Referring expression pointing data
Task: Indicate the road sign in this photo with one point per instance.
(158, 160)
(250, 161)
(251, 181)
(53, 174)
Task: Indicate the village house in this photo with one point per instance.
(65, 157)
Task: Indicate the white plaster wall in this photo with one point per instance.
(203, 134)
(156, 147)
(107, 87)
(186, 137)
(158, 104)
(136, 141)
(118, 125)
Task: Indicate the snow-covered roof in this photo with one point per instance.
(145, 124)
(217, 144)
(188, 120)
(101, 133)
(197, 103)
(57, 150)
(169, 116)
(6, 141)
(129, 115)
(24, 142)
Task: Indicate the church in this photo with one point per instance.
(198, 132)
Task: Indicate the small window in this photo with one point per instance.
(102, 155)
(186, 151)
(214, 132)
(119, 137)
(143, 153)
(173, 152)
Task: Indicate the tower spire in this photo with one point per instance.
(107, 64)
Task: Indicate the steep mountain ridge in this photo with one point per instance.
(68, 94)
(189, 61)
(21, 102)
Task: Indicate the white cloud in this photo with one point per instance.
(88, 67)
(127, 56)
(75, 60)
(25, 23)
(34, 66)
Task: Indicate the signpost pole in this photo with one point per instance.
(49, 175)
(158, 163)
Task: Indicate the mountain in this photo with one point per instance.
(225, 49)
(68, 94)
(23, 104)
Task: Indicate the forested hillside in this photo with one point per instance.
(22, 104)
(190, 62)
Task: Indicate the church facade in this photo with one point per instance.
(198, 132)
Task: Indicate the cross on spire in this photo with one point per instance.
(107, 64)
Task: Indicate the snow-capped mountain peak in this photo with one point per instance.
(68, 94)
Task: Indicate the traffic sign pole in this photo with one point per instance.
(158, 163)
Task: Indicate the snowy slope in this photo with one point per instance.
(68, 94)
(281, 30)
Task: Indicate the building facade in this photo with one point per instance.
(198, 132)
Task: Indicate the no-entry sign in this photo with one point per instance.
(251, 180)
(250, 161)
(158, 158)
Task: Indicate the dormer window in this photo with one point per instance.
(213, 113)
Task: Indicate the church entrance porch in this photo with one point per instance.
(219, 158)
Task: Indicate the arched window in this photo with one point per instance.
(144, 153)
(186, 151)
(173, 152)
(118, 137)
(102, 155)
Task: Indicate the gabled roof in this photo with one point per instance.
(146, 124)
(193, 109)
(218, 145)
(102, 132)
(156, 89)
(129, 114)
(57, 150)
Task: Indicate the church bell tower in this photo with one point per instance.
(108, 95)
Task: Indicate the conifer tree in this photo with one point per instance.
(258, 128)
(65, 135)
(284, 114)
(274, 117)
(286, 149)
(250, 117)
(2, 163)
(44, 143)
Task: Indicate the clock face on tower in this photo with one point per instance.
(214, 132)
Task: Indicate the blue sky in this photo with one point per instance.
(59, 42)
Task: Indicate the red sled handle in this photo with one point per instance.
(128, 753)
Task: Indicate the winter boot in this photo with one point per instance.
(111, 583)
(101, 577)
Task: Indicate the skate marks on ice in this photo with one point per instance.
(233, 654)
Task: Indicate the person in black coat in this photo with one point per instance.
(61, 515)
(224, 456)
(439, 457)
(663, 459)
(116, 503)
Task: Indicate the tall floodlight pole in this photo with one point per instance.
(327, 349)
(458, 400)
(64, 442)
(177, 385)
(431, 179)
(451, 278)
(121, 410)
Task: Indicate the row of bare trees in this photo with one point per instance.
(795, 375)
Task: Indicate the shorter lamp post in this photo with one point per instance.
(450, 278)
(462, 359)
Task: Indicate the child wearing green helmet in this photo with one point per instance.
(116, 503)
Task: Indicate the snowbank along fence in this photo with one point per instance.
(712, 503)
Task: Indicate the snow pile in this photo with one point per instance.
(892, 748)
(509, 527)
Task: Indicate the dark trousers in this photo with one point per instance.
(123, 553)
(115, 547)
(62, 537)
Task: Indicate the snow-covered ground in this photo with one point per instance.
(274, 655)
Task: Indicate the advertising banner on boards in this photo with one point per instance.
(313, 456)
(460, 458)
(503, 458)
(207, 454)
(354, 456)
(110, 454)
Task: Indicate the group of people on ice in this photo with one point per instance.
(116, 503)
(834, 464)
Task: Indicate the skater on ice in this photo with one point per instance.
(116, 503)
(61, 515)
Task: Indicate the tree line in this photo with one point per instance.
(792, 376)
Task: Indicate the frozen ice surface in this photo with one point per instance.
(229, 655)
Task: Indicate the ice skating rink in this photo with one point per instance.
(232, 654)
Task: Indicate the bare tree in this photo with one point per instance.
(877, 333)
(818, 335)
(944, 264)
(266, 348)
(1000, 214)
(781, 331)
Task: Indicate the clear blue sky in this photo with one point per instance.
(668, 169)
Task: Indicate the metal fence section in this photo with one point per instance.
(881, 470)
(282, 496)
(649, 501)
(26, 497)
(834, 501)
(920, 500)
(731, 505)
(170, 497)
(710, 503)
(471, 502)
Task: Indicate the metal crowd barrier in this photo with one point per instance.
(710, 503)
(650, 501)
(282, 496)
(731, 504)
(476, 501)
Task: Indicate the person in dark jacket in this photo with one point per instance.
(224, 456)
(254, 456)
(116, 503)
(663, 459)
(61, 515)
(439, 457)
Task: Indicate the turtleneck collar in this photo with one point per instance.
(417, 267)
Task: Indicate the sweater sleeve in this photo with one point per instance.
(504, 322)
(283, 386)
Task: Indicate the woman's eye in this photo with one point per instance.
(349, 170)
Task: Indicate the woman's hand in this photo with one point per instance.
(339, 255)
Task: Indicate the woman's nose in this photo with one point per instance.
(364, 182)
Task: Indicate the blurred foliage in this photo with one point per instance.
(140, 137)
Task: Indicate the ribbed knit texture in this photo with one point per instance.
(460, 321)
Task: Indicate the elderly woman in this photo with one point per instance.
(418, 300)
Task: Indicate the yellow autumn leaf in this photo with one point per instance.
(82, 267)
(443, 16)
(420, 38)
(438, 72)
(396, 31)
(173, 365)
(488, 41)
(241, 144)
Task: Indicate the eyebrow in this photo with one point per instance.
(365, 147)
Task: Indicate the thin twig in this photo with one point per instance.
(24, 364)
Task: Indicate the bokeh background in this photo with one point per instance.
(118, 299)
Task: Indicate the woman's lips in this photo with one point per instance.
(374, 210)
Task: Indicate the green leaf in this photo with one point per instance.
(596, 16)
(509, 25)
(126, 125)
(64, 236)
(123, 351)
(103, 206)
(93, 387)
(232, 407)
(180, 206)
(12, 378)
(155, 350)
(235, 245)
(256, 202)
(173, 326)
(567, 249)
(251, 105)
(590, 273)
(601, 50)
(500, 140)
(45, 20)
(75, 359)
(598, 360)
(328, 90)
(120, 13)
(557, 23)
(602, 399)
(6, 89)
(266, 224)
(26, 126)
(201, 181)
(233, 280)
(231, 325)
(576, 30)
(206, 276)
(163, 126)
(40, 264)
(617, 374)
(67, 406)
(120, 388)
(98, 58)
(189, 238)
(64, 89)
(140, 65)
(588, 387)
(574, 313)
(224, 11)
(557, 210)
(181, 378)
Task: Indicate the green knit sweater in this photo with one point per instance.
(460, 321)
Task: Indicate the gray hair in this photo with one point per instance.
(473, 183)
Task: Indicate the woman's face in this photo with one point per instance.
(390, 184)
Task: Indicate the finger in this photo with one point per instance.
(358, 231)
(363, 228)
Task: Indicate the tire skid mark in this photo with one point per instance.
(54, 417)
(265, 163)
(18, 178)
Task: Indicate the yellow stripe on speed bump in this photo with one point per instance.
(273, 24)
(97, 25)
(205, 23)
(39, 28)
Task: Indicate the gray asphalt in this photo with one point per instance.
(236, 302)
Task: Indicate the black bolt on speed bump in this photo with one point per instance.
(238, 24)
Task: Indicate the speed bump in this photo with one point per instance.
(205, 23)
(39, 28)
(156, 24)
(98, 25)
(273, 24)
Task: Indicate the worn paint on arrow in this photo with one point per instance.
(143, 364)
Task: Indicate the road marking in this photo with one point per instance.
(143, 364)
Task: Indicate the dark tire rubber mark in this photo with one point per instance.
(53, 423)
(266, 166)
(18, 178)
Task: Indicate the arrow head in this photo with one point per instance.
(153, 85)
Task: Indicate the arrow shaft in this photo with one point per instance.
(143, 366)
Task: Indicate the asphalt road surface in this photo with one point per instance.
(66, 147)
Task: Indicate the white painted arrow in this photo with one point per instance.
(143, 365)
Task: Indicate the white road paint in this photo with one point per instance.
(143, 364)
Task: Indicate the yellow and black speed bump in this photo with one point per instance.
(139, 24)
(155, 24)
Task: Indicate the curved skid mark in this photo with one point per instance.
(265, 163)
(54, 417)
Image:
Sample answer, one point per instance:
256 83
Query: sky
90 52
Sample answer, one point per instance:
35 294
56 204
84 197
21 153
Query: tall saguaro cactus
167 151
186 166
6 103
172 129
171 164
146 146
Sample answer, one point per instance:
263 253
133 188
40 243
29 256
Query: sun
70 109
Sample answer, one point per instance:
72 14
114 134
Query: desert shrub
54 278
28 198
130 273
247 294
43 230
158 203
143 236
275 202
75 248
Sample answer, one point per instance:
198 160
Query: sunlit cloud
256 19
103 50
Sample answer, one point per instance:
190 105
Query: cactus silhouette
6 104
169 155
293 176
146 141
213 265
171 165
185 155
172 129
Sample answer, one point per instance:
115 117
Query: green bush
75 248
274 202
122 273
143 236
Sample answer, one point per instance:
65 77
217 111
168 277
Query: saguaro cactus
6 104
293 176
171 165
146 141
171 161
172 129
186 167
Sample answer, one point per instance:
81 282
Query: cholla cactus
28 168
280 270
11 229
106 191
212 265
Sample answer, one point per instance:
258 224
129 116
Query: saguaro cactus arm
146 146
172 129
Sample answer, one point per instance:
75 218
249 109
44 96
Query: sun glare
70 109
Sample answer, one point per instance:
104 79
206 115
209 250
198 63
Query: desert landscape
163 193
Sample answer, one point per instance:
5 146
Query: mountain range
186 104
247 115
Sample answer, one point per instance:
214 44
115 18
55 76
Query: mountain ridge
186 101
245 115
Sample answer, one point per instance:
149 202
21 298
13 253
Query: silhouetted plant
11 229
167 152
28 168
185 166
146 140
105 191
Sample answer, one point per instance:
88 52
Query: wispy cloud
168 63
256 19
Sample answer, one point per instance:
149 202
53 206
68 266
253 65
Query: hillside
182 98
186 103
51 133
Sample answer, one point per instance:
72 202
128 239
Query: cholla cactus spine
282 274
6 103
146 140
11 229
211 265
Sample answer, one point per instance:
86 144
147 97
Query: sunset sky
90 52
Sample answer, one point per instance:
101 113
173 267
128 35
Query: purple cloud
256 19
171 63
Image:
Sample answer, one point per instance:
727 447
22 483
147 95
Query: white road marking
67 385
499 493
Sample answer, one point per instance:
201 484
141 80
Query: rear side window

**Work to complete**
All lines from the one with "Query: sunset sky" onward to the end of the records above should be repeated exactly, and only those lines.

**Finished task**
Query: sunset sky
90 52
Sample answer, one point per instance:
101 113
173 267
128 35
Query: purple cloud
256 19
171 63
Image:
Sample answer, one point per instance:
727 447
22 483
147 95
Query: white road marking
67 385
499 493
Sample answer, one point per instance:
201 484
141 80
Query: rear side window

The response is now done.